-- BEGIN Data --

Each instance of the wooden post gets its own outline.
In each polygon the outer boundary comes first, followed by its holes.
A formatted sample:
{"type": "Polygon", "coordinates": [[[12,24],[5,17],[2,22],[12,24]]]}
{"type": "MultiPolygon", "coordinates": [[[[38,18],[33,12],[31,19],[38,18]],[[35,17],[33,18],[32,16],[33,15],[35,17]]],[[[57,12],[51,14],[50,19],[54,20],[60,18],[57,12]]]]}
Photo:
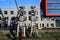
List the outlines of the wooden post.
{"type": "Polygon", "coordinates": [[[22,28],[20,27],[20,29],[19,29],[19,40],[22,40],[22,28]]]}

-- END Data --

• [Job]
Rewrite the records with every "wooden post" changed to "fence post" and everything else kept the same. Omit the pictures.

• [Answer to this exercise]
Each instance of the fence post gets its own outline.
In each polygon the outer boundary comes first, followed by its holes.
A formatted sample:
{"type": "Polygon", "coordinates": [[[12,24],[5,17],[2,22],[12,24]]]}
{"type": "MultiPolygon", "coordinates": [[[[38,18],[33,12],[31,19],[38,18]],[[35,17],[33,18],[32,16],[33,15],[35,17]]],[[[57,12],[51,14],[50,19],[54,20],[60,18],[57,12]]]]}
Photo:
List the outlines of the fence post.
{"type": "Polygon", "coordinates": [[[22,28],[20,27],[20,29],[19,29],[19,40],[22,40],[22,28]]]}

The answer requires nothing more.